# Supplied records

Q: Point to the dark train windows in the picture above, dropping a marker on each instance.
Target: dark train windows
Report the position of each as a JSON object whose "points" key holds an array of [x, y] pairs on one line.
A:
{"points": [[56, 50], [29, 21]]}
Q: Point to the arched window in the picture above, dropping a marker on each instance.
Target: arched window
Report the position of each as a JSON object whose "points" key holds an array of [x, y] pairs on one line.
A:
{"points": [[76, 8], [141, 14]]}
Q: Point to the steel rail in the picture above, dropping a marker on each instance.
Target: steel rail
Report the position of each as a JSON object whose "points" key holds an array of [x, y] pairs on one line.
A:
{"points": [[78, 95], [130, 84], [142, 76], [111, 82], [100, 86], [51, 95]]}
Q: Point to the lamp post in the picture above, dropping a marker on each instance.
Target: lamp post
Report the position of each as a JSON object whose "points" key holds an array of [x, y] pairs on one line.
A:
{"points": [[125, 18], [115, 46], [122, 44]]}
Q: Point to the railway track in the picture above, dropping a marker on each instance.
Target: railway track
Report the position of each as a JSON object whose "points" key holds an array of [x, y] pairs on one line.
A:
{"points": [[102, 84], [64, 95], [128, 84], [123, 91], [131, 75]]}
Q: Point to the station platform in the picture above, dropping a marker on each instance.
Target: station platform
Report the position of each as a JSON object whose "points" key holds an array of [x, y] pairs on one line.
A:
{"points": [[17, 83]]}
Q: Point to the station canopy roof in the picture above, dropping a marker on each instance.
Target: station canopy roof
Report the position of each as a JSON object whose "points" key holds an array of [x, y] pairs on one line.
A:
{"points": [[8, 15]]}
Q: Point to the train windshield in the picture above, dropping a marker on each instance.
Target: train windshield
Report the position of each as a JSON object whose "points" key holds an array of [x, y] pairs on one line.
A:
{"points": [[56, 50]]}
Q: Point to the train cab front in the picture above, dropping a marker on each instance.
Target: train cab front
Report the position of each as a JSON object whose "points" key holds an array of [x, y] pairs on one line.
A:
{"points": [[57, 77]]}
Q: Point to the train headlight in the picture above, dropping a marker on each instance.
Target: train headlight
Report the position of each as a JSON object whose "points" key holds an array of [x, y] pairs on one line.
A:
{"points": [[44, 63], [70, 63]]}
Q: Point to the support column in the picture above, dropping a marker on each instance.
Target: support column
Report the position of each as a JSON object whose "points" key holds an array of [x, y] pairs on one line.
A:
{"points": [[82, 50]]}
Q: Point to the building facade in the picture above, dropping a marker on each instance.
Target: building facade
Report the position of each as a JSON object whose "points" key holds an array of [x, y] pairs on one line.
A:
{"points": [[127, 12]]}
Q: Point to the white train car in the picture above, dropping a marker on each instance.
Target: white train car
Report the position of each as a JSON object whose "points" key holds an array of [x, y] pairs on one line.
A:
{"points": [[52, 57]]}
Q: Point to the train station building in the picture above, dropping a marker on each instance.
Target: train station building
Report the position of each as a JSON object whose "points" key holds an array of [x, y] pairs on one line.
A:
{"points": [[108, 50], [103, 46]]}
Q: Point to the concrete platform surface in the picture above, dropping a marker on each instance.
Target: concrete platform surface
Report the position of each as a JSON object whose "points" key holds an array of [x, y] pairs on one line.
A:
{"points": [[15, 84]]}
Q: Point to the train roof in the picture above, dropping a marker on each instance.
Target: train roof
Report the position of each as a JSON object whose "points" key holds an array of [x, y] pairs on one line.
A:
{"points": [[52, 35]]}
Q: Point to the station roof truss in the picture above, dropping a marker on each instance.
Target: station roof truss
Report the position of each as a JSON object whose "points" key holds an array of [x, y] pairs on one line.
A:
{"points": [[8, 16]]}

--

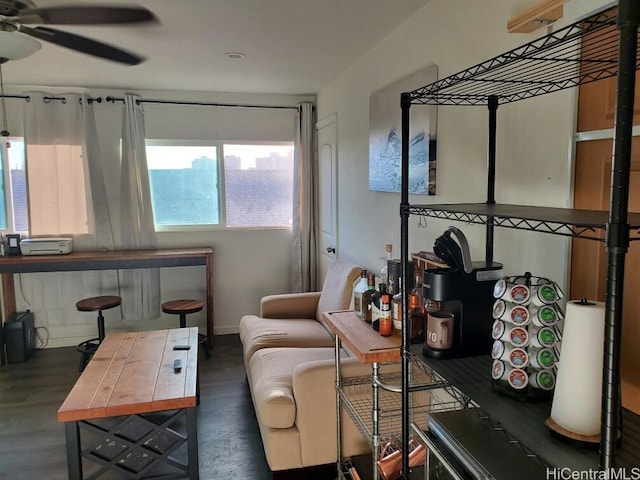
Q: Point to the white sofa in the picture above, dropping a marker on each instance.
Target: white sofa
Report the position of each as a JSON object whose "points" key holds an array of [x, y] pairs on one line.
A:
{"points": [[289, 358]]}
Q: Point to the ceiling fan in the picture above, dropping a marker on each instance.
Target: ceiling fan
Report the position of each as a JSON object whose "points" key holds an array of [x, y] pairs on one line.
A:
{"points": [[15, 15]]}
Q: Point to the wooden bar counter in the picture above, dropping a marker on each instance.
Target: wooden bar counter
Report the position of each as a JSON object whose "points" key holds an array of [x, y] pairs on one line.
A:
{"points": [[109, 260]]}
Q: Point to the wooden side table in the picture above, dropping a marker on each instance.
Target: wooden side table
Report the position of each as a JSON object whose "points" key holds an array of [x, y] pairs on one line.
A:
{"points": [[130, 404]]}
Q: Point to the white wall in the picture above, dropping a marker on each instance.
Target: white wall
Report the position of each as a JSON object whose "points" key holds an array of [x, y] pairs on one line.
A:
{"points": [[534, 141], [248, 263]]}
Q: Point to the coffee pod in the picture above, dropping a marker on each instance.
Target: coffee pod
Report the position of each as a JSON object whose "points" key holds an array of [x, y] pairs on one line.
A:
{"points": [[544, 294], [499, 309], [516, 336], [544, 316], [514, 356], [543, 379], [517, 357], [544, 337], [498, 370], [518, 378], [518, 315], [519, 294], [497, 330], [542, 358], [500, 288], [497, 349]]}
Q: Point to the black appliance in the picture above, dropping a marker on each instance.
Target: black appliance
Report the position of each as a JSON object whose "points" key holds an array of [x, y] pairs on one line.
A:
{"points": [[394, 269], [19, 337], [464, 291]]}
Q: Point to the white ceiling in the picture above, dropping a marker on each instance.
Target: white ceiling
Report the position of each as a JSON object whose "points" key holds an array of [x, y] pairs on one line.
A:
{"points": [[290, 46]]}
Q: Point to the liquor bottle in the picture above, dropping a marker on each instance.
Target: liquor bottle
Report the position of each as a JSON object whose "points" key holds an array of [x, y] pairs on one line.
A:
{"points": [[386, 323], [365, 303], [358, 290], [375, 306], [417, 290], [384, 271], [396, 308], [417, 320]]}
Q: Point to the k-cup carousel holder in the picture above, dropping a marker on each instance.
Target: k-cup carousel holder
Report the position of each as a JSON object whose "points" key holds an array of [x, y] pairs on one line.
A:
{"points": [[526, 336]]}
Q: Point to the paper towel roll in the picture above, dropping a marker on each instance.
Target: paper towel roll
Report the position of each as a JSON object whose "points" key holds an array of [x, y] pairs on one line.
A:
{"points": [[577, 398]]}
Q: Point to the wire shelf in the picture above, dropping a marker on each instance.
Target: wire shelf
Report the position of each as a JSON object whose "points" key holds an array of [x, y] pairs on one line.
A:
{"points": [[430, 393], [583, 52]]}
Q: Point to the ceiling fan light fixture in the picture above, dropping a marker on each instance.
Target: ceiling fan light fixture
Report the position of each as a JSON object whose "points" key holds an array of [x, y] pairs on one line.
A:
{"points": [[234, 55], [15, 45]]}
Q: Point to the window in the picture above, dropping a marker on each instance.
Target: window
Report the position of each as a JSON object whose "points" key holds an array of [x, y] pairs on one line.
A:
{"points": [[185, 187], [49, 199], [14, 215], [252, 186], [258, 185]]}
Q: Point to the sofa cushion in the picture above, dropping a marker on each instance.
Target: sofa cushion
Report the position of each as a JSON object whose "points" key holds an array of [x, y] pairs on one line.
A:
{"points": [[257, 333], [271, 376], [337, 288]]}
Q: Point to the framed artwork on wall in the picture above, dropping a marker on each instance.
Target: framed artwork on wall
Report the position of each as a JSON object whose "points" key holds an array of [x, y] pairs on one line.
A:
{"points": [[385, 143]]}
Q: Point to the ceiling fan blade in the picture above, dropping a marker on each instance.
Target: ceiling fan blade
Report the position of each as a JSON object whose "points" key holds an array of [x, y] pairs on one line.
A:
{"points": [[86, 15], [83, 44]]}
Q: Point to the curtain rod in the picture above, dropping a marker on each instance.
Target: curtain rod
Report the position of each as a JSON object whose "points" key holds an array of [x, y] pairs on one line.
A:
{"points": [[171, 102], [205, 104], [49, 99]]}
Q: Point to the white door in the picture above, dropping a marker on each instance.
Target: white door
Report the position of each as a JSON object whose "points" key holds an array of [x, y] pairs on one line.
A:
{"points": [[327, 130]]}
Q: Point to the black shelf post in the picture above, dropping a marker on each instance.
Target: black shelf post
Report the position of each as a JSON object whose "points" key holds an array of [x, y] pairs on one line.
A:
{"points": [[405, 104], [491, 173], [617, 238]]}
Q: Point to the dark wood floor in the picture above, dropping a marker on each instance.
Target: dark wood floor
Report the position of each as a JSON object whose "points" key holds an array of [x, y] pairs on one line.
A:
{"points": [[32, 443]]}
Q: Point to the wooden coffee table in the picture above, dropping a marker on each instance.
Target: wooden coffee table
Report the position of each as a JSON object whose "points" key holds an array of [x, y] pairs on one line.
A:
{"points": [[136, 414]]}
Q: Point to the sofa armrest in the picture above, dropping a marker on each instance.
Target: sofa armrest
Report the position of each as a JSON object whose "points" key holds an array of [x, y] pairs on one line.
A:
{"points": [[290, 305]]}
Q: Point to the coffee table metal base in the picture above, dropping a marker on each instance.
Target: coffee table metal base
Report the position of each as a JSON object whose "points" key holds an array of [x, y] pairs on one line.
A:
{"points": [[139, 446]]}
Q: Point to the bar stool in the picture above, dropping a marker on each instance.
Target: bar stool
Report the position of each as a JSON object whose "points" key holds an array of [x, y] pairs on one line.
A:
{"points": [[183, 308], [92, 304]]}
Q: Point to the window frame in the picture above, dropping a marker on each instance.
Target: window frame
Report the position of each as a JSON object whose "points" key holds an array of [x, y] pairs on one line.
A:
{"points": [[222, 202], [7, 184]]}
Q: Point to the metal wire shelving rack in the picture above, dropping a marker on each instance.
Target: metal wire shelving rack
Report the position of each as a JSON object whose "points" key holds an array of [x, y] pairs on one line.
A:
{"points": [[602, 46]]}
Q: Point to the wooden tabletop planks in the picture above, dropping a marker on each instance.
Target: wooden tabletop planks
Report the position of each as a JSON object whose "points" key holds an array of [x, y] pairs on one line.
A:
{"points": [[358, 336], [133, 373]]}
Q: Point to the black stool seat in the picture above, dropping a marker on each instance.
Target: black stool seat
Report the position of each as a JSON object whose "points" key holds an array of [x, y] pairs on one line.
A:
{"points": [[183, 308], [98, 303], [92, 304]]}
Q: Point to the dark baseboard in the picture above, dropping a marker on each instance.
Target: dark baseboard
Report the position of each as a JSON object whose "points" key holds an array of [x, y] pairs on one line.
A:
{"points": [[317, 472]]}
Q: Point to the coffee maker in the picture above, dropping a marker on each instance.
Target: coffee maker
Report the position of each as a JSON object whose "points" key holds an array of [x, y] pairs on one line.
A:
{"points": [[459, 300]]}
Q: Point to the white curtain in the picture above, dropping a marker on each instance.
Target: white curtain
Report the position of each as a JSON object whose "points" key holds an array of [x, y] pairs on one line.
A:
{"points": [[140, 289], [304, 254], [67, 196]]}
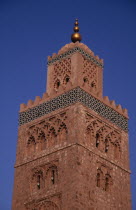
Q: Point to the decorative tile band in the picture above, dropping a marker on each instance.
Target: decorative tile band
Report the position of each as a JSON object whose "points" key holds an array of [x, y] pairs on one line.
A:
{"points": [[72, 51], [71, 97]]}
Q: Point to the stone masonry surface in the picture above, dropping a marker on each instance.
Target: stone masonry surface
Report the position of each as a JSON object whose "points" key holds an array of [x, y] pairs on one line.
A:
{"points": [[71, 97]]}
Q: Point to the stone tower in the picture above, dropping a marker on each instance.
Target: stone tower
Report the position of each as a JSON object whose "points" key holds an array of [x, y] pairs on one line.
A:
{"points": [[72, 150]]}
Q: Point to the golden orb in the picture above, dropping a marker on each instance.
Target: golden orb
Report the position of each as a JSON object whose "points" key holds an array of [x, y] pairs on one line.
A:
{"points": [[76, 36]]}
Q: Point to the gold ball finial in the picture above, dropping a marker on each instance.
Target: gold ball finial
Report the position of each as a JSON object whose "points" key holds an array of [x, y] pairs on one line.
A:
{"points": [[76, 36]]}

# Request
Identify every line in the listing above that contains the word "headlight", and copy each of those lines.

# Final result
Q: Point to the train headlight in the picture above, dropping a marker on each instance.
Target: train headlight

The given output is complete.